## TASK DIRECTIONS
Take the data below and filter it for lines containing the word "surface"; show each line found.

## INPUT RECORDS

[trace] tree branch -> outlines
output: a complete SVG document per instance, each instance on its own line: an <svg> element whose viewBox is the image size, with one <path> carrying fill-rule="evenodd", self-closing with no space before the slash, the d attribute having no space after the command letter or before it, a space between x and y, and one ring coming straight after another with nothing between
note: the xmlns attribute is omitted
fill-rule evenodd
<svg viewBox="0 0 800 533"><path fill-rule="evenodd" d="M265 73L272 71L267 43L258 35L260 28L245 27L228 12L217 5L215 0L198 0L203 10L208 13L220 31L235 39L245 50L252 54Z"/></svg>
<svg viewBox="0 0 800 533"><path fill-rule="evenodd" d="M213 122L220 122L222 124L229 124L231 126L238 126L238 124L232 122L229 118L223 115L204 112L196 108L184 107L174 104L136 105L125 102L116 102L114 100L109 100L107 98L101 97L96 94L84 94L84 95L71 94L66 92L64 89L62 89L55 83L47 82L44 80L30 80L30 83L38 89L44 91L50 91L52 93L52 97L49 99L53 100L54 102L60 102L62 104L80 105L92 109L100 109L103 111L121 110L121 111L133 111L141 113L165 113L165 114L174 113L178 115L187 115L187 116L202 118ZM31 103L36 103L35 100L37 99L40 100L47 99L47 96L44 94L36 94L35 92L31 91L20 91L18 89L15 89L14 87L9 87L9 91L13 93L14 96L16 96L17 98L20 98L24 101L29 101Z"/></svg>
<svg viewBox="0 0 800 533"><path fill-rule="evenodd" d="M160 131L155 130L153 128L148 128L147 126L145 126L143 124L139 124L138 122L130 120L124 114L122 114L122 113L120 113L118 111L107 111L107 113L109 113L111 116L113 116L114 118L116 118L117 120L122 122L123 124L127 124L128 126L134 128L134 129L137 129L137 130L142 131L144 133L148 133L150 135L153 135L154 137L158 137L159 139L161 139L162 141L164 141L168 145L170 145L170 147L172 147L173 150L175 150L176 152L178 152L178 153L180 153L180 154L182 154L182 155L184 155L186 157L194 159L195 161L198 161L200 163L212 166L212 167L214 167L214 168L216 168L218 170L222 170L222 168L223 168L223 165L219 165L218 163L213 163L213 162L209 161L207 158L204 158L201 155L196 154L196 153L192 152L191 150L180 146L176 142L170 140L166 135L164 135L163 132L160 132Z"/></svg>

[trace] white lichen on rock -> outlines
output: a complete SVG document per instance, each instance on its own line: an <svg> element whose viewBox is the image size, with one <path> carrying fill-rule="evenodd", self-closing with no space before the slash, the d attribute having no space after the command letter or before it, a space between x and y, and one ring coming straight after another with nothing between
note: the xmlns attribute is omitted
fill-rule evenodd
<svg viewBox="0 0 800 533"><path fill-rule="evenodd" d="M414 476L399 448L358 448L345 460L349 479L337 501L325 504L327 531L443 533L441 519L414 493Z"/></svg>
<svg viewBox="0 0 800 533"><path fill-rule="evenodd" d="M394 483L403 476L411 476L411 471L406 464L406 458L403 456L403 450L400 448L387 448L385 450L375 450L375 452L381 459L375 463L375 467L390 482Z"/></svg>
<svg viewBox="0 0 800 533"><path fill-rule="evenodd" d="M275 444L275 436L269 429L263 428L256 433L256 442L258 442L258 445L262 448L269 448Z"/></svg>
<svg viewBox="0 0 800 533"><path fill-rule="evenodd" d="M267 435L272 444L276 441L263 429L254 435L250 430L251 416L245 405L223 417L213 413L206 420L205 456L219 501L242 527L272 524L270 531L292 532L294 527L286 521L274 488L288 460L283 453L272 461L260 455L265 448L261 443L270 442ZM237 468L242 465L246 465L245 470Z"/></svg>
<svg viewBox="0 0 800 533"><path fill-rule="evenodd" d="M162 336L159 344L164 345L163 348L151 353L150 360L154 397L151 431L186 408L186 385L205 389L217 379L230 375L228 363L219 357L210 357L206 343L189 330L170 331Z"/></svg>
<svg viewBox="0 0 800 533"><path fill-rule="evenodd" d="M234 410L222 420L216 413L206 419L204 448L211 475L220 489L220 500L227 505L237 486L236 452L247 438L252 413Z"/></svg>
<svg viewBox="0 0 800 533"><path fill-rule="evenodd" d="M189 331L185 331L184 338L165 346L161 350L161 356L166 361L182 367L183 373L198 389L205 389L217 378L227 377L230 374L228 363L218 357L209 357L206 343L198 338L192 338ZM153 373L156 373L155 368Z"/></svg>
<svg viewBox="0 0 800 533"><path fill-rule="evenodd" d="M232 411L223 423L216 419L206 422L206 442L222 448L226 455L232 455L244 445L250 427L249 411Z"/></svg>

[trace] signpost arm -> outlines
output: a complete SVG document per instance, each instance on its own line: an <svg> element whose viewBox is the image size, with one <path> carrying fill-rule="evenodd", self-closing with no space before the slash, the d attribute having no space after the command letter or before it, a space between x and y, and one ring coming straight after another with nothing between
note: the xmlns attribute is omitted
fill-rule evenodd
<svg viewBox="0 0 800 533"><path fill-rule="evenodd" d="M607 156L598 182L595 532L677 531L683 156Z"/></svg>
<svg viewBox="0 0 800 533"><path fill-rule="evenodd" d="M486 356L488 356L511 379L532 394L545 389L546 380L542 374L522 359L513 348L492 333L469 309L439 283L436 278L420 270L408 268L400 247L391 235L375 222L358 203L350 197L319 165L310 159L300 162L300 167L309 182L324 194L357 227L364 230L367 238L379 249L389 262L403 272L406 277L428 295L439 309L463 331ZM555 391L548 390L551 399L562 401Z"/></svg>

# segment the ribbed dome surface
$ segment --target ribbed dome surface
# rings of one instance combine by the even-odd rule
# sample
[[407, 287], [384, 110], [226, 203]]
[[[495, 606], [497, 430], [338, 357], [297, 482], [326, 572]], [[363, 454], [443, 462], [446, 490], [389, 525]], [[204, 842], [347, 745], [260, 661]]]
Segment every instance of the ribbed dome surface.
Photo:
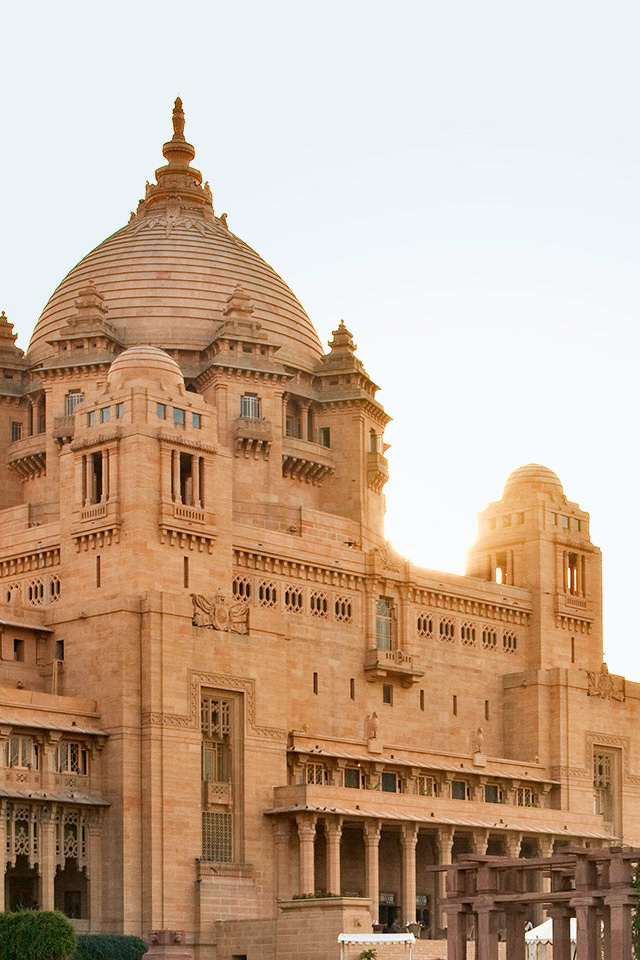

## OUTPUT
# segment the ribbed dome surface
$ segment --target ribbed dome surface
Segment every instance of the ribbed dome surface.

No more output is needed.